● REQUIREMENT 1
Reproduce the passage from the arterial spin labeling text word for word, starting at "Arterial spin labeling" and ending after "73 deteriorated cognitively.".
● REQUIREMENT 2
According to the arterial spin labeling text, in which brain area was reduced perfusion particularly seen in participants who later deteriorated?
● REQUIREMENT 3
Resume the arterial spin labeling text and continue it past its last sentence.

Arterial spin labeling (ASL), a promising magnetic resonance imaging (MRI) technique that doesn’t require injection of a contrast agent, can detect signs of cognitive decline in the brain even before symptoms appear, say researchers from the University of Geneva in Switzerland.

Sven Haller, MD, and colleagues studied 48 healthy elderly participants and 65 people with mild cognitive impairment (MCI). The participants underwent brain MRI and a neuropsychological assessment, a common battery of tests used to determine cognitive ability. At clinical follow-up 18-months later, of the 148 healthy individuals, 75 remained stable, while 73 deteriorated cognitively.

Those who deteriorated had shown reduced perfusion at their baseline ASL MRI exams, particularly in the posterior cingulate cortex, an area in the middle of the brain that is associated with the default mode network, the neural network that is active when the brain is not concentrating on a specific task.

● EXTRACTED INFORMATION
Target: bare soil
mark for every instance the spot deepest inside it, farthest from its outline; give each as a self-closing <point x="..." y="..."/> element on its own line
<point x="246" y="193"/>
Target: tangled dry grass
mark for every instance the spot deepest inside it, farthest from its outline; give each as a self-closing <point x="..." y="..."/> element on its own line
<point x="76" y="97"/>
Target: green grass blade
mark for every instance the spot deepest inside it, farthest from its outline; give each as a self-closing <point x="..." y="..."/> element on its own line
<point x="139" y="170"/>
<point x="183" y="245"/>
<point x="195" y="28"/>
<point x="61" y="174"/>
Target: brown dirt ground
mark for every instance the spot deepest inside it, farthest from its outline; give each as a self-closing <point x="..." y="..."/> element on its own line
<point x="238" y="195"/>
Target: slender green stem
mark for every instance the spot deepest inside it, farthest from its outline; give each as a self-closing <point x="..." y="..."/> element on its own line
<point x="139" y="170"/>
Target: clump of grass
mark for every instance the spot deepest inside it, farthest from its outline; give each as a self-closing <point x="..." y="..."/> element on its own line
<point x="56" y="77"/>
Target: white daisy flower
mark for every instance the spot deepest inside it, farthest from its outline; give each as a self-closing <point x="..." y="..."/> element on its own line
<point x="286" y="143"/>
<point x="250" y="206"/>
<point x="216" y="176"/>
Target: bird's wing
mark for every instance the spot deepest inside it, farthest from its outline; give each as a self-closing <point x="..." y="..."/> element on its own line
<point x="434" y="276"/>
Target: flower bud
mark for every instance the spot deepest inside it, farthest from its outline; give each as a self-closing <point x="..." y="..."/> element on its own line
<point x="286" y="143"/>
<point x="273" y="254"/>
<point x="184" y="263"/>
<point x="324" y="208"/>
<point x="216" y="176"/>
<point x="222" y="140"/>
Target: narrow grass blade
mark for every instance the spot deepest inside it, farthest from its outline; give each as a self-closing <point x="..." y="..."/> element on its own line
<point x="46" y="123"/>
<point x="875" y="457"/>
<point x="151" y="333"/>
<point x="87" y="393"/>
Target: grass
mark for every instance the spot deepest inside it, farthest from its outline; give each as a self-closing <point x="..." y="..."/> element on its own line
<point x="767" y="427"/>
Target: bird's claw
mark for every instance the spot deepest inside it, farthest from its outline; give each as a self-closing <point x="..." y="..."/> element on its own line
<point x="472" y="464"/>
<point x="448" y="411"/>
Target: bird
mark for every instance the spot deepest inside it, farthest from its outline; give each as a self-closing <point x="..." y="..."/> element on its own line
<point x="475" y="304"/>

● FINAL ANSWER 1
Arterial spin labeling (ASL), a promising magnetic resonance imaging (MRI) technique that doesn’t require injection of a contrast agent, can detect signs of cognitive decline in the brain even before symptoms appear, say researchers from the University of Geneva in Switzerland.

Sven Haller, MD, and colleagues studied 48 healthy elderly participants and 65 people with mild cognitive impairment (MCI). The participants underwent brain MRI and a neuropsychological assessment, a common battery of tests used to determine cognitive ability. At clinical follow-up 18-months later, of the 148 healthy individuals, 75 remained stable, while 73 deteriorated cognitively.

● FINAL ANSWER 2
The posterior cingulate cortex.

● FINAL ANSWER 3
Declines in this network are seen in patients with mild cognitive impairment (MCI) and are more pronounced in those with Alzheimer’s disease. “There is a known close link between neural activity and brain perfusion in the posterior cingulate cortex. Less perfusion indicates decreased neural activity,” Dr. Haller said. “ASL MRI is simple to perform, doesn’t require special equipment and only adds a few minutes to the exam.”

The results suggest that the technique has the potential to serve as a biomarker in very early diagnosis of preclinical dementia. Early detection of cognitive decline is vital, as treatments for Alzheimer’s disease, the most common type of dementia, are most effective in this early phase.

Xekardaki A, Rodriguez C, Montandon ML, et al. Arterial Spin Labeling May Contribute to the Prediction of Cognitive Deterioration in Healthy Elderly Individuals. Radiology. 2014, Oct 7.